TAREFAS A REALIZAR »
1) Responda às perguntas abaixo com base no texto de leitura.
(a) O que Sueli Maia respondeu quando o amigo perguntou em que ela pensava ao ver uma flor abrindo?
(b) A quem romério rômulo agradece o comentário?
(c) Segundo Adriana Godoy, pelo que sobressai o conjunto de quartetos?
2) Liste todos os nomes que aparecem antes de "disse..." no texto de leitura.
3) Reproduza fielmente o trecho do texto de leitura que vai de "Hoje é primavera" até "Adriana Godoy disse...", incluindo essas palavras.

== TEXTO DE LEITURA ==

Sueli Maia (Mai) disse...

Incrível como o olhar humano só percebe o amanhã e a morte, não? Porque quando vemos uma flor aberta não pensamos em vida, na vida que ali fez desabrochar a flor, não é? Primavera vida, flor, cores. Que por segundos é VIDA e só depois vai fenecendo.
Incrível este teu poema fala disto, né?
Hoje é primavera e já pensamos na morte das flores...
Há poucos dias um amigo fez uma brincadeira comigo e me perguntou em que eu pensava quando via uma flor abrindo. Respondí VIDA e ele disse: - mentira, ninguém pensa em vida quando vê uma flor, apenas em morte...
E agora lí isto em teu poema e a menos que eu esteja equivocada, me dei conta de que devo ser minoria.
Adoro os cachos de buguenvile e, mesmo quando caem as flores, eles dão vida ao chão colorindo um belíssimo tapete com pétalas ao chão.

Abraços, amigo.

romério rômulo disse...

josé carlos brandão:
agradeço o seu comentário na nydia.
romério

Adriana Godoy disse...

JC, de tão lindo faz chorar! Esse conjunto de quartetos sobressai pela beleza e pelas mensagens tão intensas. Às vezes penso que deus existe mesmo. Beijo.

===
== EXTRATO DE DADOS ==

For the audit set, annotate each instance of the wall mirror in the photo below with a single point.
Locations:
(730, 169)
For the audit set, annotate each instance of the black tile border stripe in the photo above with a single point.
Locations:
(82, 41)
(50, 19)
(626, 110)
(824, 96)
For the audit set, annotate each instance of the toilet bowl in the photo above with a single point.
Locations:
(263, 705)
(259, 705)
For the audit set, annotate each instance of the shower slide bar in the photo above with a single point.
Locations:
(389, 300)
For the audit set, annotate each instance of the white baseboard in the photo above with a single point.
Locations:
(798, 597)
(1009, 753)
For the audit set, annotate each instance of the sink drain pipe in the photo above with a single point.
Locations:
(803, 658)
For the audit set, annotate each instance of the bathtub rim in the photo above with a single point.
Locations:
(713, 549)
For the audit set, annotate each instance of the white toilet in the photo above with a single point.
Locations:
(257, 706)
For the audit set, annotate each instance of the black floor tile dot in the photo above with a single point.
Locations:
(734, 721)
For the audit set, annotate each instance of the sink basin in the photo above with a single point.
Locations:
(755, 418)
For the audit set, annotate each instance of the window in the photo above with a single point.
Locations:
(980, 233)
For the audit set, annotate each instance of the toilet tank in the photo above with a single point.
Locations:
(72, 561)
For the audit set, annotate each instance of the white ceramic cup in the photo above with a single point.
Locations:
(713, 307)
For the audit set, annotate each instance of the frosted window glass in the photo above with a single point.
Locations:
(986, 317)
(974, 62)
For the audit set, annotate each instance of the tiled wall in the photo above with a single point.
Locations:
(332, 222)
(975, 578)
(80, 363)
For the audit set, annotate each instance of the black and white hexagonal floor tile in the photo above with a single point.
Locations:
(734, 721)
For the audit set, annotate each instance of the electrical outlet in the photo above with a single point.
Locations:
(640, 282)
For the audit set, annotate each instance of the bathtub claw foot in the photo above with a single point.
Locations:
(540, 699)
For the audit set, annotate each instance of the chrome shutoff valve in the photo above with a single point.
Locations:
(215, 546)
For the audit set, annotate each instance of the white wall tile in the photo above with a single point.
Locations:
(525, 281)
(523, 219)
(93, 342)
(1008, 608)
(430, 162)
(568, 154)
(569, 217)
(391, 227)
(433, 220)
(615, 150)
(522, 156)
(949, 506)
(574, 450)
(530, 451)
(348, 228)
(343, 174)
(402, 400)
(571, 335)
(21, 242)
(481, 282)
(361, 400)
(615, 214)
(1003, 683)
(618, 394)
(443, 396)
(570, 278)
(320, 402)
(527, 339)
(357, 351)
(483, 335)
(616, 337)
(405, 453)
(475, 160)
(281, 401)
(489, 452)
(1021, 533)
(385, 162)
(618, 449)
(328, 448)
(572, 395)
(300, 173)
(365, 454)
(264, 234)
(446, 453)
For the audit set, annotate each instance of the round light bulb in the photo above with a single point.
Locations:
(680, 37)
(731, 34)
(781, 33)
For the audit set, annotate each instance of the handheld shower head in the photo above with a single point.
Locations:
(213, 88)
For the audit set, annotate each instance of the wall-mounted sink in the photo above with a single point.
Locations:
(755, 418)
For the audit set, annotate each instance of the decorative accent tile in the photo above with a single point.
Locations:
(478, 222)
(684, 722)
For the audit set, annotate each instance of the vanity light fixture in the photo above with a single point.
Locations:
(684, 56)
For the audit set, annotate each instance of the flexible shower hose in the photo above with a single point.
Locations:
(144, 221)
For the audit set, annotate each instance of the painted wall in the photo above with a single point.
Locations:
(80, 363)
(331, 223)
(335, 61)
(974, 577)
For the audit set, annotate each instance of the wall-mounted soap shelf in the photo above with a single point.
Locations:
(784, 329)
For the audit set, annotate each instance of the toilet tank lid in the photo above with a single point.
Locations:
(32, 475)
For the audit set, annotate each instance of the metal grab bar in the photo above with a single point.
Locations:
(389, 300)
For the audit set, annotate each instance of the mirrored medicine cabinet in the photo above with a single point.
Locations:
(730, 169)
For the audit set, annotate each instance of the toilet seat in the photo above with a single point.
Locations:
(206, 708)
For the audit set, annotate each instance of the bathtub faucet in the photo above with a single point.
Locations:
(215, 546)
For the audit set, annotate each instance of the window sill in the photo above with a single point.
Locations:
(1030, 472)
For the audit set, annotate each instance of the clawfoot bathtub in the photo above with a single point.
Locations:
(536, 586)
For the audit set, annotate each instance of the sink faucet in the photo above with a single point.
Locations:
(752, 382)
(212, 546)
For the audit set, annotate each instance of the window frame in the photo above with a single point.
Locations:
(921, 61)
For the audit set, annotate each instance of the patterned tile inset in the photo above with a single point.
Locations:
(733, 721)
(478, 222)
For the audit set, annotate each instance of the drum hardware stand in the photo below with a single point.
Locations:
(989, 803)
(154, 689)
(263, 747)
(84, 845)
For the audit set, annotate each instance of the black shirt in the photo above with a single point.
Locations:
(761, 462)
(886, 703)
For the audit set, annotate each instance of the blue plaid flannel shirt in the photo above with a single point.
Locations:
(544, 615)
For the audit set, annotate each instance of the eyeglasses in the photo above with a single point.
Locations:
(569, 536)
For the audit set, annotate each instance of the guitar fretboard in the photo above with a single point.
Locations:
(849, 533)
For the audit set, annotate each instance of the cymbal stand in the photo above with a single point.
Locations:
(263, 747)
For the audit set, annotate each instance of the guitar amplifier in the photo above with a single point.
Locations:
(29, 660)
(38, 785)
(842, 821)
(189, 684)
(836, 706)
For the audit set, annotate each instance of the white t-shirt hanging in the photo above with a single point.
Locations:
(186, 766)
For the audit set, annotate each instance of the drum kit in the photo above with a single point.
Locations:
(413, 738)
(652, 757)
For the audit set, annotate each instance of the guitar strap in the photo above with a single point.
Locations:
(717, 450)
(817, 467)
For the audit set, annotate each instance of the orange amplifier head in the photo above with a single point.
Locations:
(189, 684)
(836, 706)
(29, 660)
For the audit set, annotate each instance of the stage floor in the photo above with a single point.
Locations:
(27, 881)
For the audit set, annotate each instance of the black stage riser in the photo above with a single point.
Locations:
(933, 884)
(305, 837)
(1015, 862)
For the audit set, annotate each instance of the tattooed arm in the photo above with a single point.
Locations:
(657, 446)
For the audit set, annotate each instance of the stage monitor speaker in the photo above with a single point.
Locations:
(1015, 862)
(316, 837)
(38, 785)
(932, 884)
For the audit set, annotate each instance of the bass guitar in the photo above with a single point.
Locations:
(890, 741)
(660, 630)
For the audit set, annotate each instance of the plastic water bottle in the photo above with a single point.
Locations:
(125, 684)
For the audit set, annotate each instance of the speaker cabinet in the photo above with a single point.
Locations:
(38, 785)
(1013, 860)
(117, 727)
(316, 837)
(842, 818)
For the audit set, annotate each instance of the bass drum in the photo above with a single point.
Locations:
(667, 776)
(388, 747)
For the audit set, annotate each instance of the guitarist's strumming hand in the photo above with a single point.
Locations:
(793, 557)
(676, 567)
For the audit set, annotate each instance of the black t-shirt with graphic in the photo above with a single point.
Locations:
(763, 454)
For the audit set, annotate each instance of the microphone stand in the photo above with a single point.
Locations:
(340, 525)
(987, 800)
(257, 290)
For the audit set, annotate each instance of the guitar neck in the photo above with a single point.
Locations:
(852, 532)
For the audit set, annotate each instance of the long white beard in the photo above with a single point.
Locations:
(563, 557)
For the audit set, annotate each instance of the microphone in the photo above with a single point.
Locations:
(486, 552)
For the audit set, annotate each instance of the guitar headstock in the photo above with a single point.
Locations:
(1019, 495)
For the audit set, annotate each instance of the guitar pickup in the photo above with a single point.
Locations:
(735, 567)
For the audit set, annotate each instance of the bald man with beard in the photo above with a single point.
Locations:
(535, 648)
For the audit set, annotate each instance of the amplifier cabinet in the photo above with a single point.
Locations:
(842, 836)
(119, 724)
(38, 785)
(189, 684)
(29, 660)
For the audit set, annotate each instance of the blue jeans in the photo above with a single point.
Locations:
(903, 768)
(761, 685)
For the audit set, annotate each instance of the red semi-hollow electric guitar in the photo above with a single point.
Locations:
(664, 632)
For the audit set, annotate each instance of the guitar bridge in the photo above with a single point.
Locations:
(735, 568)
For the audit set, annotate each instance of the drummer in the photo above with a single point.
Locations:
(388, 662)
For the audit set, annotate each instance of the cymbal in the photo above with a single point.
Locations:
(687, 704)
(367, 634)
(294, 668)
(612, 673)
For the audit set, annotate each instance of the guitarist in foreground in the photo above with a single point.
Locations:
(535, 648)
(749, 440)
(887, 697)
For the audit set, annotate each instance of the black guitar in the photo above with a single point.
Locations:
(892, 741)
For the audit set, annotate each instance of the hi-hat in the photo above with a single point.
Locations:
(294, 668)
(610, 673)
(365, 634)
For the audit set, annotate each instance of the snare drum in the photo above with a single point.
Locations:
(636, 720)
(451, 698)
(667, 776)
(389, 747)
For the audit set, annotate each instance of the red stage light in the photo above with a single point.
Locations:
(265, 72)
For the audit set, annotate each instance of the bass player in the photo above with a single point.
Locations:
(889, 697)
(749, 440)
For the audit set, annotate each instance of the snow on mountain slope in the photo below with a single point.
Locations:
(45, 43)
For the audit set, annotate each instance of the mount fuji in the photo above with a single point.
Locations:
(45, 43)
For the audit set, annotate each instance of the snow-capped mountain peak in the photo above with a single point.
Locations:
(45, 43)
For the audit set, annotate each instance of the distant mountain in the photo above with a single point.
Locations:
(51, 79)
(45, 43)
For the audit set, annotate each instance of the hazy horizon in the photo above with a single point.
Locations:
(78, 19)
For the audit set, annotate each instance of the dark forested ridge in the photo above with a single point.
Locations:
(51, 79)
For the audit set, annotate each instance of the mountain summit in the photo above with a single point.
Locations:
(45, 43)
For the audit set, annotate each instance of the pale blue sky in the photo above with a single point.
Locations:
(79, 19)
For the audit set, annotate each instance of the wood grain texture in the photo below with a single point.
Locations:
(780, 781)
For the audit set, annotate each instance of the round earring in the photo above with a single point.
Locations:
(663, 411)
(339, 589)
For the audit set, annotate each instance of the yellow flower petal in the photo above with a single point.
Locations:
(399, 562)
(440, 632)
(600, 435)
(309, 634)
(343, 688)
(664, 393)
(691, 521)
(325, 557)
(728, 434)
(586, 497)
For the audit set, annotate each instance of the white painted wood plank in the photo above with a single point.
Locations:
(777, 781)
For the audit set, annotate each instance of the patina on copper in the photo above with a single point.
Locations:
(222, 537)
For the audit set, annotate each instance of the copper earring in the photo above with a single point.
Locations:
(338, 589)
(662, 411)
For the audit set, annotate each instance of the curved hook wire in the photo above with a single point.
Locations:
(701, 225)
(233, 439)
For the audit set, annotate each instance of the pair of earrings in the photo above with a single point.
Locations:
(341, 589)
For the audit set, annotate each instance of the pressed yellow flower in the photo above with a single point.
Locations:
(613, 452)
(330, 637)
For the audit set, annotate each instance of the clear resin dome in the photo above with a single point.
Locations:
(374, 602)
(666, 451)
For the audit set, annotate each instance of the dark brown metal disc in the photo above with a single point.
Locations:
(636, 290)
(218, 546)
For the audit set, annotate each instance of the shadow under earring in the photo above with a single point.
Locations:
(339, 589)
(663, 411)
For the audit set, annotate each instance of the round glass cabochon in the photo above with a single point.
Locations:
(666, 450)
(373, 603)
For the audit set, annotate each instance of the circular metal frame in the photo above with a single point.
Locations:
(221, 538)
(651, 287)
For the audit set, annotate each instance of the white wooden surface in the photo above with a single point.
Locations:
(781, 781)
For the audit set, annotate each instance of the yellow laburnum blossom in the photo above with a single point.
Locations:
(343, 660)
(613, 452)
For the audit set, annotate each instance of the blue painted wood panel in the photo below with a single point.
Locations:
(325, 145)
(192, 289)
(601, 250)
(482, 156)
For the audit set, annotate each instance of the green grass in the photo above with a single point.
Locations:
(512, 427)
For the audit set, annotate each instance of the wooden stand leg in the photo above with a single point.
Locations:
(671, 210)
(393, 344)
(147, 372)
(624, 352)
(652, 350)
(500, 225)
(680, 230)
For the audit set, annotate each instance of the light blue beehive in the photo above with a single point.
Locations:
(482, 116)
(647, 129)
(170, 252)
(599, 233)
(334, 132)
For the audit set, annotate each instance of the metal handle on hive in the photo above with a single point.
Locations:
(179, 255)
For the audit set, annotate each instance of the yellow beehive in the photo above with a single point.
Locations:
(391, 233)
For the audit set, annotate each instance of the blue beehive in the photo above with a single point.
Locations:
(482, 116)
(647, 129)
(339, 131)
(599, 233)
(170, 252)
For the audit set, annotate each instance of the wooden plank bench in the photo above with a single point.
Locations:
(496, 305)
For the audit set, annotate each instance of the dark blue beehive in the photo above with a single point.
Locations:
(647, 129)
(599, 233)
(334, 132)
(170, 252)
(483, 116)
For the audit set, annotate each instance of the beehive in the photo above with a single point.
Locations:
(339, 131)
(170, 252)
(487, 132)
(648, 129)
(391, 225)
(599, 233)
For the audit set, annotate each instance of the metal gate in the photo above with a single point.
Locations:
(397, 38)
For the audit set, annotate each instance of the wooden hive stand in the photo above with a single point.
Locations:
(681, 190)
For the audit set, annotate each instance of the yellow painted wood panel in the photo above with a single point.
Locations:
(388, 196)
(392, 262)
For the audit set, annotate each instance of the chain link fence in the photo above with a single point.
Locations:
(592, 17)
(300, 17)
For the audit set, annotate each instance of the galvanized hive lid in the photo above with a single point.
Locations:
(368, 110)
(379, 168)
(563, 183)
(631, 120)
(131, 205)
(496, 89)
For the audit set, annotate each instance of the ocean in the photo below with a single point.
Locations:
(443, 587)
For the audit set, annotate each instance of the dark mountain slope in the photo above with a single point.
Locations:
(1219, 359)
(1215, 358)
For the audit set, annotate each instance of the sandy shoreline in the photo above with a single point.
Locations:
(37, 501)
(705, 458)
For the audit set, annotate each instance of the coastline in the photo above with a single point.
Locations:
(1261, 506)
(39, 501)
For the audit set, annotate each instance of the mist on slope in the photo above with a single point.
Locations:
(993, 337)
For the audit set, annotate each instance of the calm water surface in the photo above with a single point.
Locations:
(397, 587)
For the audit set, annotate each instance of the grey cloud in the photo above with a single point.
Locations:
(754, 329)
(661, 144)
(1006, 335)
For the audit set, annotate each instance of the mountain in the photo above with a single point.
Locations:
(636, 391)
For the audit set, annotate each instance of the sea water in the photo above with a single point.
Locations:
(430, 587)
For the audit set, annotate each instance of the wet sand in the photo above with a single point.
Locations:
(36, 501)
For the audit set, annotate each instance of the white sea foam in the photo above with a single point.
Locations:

===

RESPOSTAS DAS TAREFAS »
1)
(a) Respondeu "VIDA".
(b) A josé carlos brandão.
(c) Pela beleza e pelas mensagens tão intensas.

2)
Sueli Maia (Mai)
romério rômulo
Adriana Godoy

3)
Hoje é primavera e já pensamos na morte das flores...
Há poucos dias um amigo fez uma brincadeira comigo e me perguntou em que eu pensava quando via uma flor abrindo. Respondí VIDA e ele disse: - mentira, ninguém pensa em vida quando vê uma flor, apenas em morte...
E agora lí isto em teu poema e a menos que eu esteja equivocada, me dei conta de que devo ser minoria.
Adoro os cachos de buguenvile e, mesmo quando caem as flores, eles dão vida ao chão colorindo um belíssimo tapete com pétalas ao chão.

Abraços, amigo.

romério rômulo disse...

josé carlos brandão:
agradeço o seu comentário na nydia.
romério

Adriana Godoy disse...